Louis Young: Seeing as the financial woes of the TTFA have been public for a long time, why has FIFA suddenly taken the action to suspend a newly elected committee and impose a normalisation committee?

Lasana Liburd: “That would be a good question for Gianni Infantino, and it is for the FIFA bureau to answer really.

“It is true that the TTFA’s financial issues are not new at all. However, it is also true that the financial state the TTFA are in, is three times worse now due to the last administration that was run by David John-Williams, who voted for Infantino in 2016.

“You would say that the financial situation and the handling of the finances has been worse in the last administration, as opposed to this one which is only three months old.”

LY: Infantino and John-Williams had a lot of support from one another and had a fairly amicable relationship, is that right?

LL: “Yes, the relationship for those two dates back to when John-Williams became the first person from the Caribbean to announce support for Infantino.

“A week before the last TTFA election, Infantino was in Trinidad and announced John-Williams as his teammate and praised John-Williams for doing a great job, in his opinion, and asked Trinidad and Tobago to support John-Williams in the next election just a week later.”

LY: Do you feel FIFA has not approached this situation with the intentions of improving the football of the country?

LL: “Well, in the years before John-Williams was elected, Trinidad and Tobago went to two Gold Cup quarterfinals.

“The women’s national team came within a play-off match, away against Ecuador in 2014, from getting to the Women’s World Cup.

“There is no yardstick you can use that football in Trinidad and Tobago has improved in any way when every national team has gone backwards.

Data provided:
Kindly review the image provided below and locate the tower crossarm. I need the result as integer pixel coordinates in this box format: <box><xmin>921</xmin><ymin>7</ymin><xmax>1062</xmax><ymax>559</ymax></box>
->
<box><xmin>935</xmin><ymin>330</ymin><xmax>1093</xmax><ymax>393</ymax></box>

Directives:
**1)** In the TTFA interview, who was the first person from the Caribbean to announce support for Infantino?
**2)** Please pick up the TTFA interview after its last sentence and continue it.

Solved tasks:
**1)** David John-Williams.

**2)**
“When John-Williams was elected, we were 52nd in the World FIFA rankings and when he left, we were 106th.

“After he was elected, we set new records in every way, like longest period without scoring a goal, longest period without winning a match, longest losing streak…

“The only team we beat in 2019 was Anguilla, the worst-ranked team in football. So when people say that FIFA has not shown an interest in the football here, you’d have to agree. On the basis of these things here that would be the case.”

LY: The newly elected president, William Wallace, has signalled his intention to go to the Court of Arbitration for Sport (CAS), claiming this intervention by FIFA was unlawful and unwarranted. Can you talk me through what part of this intervention he and other members of the board find unlawful and unwarranted?

LL: “Well if you look at the FIFA statutes, for a member association to be suspended or expelled they have to go through the entire membership, which is made up 210 FIFA member associates.

“Implementing a normalisation committee is effectively wiping out the board of a members association. Somehow the seven-person FIFA bureau can decide that themselves.

“To me this is a violation of the spirit of the FIFA constitution. The statutes mean that all 210 members should be involved in the suspension of a country’s membership. So why does this FIFA bureau have this right? The clause is extremely broad regarding stepping into a country’s membership, so it allows them to step in almost at will, as long as Infantino can get three people around the table that agree with him.

“This is something other member associations and the world of football should look at, because this is too much power for Infantino to have.”

LY: From your perspective, and your own research on this topic, does the question become less about the financial operations of the TTFA, and more about the actions of Infantino? To what degree have Infantino’s actions in this situation crossed a line where it looks like a personal act against the TTFA?

LL: “CONCACAF has 35 member nations. That means 35 votes in FIFA. The Caribbean has 25 votes out of the 35 so we are by far the majority in CONCACAF.

“South America has less than half votes with only 10. The Caribbean itself has 25. Politically, we have seen the importance of the Caribbean to FIFA under Sepp Blatter, Joao Havelange, and so on.

“I believe that FIFA’s interest in the Caribbean is all that it has ever been. Votes. That is it. The Caribbean is a vote farm for FIFA and nothing more. They don’t care about football in the Caribbean, they never did. And certainly not under Infantino. That is why he would praise the work of a president of whose team is doing worse than it ever has in its history.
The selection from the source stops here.